Aim of the task - Collect every line of the records that contains the string "rocky", and copy each one.

* START Task data *

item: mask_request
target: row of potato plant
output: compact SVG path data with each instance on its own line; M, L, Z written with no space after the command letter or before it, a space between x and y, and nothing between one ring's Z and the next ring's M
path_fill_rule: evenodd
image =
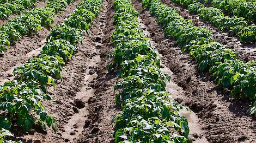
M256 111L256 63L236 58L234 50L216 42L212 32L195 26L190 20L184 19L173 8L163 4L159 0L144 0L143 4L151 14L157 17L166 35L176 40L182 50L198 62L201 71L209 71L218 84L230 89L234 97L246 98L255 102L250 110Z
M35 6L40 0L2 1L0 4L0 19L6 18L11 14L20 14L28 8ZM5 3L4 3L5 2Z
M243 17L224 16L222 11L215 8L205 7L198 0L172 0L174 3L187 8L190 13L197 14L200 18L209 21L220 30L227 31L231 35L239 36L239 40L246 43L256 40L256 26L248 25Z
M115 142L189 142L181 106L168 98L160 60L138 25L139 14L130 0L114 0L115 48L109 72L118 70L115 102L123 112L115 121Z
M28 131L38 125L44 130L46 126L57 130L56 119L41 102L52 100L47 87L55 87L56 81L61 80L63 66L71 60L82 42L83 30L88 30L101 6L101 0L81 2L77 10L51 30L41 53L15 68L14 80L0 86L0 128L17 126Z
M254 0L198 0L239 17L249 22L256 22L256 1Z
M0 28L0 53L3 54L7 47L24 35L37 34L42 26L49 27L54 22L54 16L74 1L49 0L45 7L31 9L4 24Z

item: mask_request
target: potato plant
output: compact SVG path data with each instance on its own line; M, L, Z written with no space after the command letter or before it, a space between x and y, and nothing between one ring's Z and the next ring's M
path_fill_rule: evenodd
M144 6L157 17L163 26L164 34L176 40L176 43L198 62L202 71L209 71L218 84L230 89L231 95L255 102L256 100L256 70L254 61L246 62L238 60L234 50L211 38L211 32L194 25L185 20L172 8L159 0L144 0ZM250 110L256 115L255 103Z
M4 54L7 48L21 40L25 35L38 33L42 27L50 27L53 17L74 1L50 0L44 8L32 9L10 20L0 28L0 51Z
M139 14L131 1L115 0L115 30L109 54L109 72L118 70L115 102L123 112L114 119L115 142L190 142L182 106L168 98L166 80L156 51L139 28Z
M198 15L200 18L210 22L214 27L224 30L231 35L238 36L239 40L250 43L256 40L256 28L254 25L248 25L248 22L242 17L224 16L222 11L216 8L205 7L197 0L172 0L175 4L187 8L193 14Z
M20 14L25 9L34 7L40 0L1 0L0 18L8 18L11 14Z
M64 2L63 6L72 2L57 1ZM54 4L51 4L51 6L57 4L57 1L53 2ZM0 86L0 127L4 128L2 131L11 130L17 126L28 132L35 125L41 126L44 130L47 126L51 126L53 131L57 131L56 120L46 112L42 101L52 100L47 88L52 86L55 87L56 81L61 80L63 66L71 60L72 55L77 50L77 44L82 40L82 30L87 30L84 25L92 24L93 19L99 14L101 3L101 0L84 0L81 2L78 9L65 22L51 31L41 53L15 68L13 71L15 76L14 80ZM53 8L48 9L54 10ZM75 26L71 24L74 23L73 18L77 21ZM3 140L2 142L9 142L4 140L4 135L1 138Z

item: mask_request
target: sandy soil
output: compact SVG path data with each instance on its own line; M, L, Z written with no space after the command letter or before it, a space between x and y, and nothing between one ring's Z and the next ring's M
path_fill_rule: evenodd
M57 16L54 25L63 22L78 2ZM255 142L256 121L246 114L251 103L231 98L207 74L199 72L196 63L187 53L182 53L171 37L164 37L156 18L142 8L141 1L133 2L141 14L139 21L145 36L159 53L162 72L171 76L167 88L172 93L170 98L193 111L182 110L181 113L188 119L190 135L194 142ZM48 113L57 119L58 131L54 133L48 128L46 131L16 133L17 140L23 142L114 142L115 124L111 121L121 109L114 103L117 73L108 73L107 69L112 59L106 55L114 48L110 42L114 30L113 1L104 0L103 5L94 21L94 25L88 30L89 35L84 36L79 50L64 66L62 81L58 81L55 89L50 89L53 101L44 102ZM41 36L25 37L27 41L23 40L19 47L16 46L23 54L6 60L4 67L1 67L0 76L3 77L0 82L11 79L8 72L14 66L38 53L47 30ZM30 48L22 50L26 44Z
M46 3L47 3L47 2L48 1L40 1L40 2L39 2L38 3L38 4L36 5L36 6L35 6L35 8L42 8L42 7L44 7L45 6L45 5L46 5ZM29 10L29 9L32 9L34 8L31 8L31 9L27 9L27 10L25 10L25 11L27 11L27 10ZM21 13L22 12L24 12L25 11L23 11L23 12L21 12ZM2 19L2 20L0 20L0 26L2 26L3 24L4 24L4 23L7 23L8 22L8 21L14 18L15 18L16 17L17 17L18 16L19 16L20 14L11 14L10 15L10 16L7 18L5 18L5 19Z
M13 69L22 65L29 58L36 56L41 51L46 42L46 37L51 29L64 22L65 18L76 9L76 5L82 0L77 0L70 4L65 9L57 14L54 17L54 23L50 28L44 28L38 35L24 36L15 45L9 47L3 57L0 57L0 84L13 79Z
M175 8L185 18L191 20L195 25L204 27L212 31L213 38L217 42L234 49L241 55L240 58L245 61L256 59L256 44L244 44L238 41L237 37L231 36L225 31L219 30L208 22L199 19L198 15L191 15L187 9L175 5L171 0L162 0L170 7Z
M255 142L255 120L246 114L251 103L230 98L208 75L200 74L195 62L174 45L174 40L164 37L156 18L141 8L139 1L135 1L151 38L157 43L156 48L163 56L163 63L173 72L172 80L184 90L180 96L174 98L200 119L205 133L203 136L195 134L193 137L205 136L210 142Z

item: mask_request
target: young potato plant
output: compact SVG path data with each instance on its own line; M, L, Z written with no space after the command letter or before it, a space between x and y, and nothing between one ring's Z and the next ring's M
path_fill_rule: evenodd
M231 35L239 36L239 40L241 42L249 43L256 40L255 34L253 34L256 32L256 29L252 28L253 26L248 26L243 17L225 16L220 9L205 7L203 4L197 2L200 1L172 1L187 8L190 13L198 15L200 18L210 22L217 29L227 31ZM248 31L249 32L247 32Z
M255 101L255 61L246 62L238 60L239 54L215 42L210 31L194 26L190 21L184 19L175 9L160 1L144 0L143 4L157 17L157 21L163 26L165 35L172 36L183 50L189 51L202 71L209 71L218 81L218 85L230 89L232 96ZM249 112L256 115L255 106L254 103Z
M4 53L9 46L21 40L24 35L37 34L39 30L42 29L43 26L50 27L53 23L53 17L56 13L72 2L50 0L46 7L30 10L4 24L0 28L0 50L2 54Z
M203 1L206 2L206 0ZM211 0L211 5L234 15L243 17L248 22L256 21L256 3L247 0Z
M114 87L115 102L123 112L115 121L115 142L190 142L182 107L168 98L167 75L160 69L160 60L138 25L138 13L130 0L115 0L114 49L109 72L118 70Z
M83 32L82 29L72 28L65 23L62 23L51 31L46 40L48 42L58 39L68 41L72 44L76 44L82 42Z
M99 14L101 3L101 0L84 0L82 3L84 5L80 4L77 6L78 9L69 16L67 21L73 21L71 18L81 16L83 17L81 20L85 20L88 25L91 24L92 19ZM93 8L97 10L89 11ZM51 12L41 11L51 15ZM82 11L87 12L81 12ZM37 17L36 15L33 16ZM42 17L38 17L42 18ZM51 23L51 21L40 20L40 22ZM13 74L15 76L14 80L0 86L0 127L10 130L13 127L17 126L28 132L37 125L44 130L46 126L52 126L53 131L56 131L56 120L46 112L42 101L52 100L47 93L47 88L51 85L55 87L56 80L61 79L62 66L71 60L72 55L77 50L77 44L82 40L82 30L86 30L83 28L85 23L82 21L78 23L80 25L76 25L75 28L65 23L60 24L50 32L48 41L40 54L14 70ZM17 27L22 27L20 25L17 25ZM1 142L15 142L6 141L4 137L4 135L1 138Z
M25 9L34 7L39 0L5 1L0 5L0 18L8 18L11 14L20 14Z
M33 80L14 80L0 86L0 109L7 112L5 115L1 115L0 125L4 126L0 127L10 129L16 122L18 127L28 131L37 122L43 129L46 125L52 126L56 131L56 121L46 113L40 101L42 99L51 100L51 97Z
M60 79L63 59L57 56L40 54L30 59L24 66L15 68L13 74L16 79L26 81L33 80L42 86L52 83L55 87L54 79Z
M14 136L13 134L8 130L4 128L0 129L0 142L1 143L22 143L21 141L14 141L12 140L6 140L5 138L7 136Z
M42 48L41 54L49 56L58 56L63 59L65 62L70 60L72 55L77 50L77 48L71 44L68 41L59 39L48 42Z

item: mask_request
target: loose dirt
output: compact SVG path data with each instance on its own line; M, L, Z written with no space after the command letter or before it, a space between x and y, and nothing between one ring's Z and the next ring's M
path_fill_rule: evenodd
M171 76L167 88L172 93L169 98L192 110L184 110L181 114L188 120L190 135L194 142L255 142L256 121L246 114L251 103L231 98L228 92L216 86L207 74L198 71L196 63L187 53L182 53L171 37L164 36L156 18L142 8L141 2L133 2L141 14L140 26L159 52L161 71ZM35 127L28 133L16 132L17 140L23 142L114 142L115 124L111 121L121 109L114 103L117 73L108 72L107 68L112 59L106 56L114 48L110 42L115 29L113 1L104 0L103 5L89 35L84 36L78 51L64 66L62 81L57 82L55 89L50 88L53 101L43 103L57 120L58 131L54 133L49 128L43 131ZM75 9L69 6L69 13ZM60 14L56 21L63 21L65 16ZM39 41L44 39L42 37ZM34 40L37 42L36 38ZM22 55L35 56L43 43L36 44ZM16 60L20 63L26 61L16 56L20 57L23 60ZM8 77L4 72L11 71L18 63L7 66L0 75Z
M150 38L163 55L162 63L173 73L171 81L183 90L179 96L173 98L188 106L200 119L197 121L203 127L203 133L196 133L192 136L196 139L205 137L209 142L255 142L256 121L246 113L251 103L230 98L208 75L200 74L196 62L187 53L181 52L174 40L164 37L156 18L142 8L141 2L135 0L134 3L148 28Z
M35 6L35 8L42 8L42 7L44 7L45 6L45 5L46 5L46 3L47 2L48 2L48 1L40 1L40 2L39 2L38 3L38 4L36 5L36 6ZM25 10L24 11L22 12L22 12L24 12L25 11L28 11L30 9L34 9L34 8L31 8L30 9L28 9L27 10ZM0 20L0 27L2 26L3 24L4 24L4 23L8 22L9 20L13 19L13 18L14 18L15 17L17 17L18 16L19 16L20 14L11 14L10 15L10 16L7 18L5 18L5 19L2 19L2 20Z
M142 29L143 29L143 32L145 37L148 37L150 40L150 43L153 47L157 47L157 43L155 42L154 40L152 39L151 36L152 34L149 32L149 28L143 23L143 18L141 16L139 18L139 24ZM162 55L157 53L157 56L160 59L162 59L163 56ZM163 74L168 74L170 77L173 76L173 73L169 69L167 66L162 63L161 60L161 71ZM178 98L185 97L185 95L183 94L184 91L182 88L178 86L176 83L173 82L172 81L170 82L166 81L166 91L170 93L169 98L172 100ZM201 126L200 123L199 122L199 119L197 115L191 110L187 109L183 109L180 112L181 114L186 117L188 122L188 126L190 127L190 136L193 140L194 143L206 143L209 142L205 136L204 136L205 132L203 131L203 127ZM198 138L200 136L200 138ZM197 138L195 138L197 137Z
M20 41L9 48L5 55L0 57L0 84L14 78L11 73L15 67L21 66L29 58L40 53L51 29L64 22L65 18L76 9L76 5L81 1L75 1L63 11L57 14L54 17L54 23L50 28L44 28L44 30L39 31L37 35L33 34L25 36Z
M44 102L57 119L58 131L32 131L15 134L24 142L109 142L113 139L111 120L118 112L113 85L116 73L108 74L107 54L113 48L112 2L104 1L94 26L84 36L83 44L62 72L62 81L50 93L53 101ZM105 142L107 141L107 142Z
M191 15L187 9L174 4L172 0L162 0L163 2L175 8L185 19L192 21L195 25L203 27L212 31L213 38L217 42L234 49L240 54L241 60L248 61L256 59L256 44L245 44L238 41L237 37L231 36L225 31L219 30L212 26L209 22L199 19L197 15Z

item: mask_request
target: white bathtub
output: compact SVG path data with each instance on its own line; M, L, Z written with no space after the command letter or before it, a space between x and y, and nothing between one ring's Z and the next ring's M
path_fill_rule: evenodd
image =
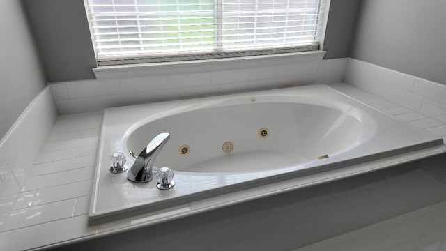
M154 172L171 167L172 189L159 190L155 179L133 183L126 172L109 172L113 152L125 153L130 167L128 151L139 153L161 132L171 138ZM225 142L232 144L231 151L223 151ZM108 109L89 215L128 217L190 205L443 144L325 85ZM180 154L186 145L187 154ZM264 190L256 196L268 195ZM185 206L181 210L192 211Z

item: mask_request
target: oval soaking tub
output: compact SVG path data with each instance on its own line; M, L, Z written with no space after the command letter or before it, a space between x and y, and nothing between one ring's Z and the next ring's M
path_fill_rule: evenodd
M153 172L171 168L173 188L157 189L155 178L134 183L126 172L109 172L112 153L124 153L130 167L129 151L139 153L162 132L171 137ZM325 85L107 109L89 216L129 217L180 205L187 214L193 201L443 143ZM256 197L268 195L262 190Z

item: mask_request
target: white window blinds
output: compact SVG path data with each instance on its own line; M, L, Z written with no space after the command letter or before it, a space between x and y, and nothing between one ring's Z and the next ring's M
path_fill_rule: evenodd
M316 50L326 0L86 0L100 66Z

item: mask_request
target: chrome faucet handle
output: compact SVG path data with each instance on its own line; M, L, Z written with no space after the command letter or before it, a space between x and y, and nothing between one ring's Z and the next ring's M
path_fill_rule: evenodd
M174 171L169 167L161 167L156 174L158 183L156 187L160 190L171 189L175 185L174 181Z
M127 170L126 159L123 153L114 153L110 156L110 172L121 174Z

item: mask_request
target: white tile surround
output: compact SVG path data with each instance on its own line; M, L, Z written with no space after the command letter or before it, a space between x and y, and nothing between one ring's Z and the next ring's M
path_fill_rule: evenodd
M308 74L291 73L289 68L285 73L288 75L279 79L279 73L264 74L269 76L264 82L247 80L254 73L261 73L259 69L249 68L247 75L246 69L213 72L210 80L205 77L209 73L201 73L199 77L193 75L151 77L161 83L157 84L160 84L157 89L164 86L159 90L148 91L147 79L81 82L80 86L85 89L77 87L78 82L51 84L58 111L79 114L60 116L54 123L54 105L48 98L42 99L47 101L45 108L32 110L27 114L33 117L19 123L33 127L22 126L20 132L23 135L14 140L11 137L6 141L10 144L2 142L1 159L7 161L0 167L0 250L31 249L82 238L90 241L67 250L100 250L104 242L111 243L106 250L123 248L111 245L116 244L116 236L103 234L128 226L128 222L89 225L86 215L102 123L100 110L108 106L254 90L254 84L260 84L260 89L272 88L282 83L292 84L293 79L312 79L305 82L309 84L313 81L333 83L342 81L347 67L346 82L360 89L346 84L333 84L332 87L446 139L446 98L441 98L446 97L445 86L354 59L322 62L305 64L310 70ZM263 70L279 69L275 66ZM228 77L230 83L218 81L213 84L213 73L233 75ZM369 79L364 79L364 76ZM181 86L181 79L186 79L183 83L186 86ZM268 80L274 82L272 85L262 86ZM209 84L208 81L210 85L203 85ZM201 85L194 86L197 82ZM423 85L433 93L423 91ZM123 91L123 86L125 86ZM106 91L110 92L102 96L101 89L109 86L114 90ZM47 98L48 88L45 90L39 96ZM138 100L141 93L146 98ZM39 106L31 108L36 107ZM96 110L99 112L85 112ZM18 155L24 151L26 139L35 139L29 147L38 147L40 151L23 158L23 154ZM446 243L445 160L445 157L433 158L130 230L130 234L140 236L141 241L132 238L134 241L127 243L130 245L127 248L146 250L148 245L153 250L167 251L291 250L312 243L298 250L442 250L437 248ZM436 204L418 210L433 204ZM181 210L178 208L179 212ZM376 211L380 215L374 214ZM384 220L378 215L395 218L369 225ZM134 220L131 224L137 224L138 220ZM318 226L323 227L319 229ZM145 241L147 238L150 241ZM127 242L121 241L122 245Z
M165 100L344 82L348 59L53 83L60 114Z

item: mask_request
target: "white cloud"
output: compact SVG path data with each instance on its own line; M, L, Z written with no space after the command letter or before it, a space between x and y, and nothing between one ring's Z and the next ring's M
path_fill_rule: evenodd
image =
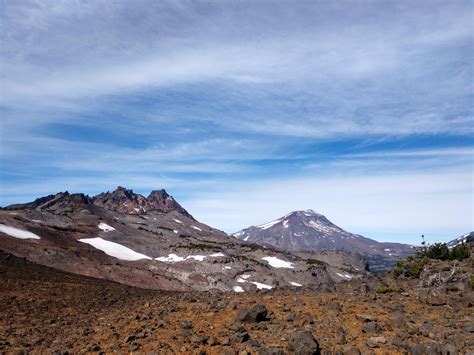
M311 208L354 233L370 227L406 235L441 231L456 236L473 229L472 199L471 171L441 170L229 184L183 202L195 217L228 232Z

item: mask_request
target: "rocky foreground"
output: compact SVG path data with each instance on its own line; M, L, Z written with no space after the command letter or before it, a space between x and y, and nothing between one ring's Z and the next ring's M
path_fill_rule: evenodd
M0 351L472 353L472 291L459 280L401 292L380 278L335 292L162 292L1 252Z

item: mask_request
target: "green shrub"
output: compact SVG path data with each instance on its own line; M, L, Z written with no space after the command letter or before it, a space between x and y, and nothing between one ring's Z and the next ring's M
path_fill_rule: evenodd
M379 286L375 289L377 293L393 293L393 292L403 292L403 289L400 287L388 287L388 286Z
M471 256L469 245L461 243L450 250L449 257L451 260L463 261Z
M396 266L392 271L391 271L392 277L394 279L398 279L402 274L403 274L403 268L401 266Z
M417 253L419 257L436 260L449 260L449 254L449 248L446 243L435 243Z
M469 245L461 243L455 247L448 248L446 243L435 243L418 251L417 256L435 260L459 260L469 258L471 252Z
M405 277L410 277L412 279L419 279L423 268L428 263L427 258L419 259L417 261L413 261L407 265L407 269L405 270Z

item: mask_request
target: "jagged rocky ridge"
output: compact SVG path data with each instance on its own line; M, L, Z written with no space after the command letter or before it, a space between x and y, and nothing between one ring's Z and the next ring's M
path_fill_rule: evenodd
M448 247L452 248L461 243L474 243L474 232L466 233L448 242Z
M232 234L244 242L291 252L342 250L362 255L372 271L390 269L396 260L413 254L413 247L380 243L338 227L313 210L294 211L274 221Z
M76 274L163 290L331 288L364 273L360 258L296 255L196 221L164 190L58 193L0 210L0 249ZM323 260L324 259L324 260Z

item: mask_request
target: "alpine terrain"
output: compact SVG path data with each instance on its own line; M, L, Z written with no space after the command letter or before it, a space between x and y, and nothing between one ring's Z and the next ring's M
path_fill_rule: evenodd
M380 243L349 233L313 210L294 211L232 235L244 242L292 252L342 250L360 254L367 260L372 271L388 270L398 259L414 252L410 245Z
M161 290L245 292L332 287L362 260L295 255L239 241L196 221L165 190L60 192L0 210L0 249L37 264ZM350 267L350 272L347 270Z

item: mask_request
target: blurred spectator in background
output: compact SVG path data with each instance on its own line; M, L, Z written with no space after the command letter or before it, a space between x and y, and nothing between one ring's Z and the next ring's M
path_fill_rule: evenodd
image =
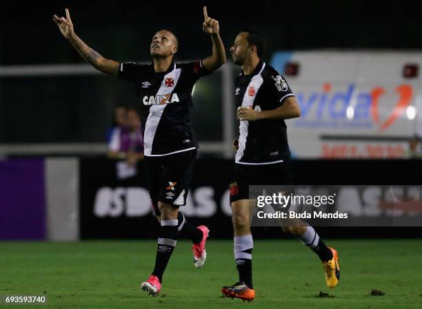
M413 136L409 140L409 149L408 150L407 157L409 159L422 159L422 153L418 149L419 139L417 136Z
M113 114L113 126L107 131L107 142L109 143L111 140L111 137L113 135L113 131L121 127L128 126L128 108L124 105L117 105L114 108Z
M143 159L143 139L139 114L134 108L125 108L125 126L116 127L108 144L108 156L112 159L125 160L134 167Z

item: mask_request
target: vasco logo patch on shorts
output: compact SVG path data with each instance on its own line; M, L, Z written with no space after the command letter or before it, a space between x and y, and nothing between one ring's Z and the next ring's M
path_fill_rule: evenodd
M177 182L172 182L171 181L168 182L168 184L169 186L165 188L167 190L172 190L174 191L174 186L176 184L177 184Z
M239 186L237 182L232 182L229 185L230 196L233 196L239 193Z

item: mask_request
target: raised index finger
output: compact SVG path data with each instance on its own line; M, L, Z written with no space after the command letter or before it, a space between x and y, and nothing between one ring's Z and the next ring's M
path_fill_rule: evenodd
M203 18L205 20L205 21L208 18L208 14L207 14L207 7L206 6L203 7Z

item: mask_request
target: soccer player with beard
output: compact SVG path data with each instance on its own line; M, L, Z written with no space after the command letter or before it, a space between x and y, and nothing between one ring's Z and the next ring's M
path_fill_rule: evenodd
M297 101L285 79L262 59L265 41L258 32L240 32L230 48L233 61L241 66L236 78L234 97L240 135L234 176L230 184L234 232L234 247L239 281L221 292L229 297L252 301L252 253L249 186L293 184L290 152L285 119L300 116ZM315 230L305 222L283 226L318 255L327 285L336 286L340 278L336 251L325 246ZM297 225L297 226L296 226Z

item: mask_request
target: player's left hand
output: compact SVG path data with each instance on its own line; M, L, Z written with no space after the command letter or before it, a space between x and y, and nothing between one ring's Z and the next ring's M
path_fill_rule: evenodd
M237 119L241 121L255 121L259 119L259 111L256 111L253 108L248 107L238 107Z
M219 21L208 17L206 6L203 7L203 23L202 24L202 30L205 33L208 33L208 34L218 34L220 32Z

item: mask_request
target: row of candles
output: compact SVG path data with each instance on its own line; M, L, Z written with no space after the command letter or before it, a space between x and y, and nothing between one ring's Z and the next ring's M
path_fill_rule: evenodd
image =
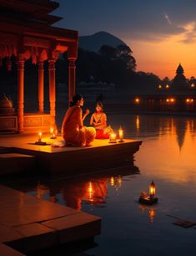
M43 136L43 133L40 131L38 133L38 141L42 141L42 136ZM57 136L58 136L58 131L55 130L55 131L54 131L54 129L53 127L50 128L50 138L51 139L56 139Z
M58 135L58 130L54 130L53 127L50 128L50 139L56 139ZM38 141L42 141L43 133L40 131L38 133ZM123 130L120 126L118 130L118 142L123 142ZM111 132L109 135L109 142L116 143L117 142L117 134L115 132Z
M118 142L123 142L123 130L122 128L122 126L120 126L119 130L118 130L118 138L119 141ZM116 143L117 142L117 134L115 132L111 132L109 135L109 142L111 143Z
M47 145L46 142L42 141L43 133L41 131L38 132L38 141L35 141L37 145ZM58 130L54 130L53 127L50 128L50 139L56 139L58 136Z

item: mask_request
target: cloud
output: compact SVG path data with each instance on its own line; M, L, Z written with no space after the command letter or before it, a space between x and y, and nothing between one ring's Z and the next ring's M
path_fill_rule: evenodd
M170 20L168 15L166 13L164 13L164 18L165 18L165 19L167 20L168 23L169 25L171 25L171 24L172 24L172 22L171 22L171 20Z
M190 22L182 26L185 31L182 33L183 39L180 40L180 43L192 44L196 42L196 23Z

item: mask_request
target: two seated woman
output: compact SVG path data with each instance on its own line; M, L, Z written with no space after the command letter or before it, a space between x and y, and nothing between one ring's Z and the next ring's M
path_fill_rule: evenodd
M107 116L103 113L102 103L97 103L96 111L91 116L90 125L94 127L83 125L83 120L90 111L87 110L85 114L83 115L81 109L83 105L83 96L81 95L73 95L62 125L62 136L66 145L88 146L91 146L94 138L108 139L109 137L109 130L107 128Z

* END Task data *

Exercise result -
target: "rocky foreground"
target: "jagged rocky ridge"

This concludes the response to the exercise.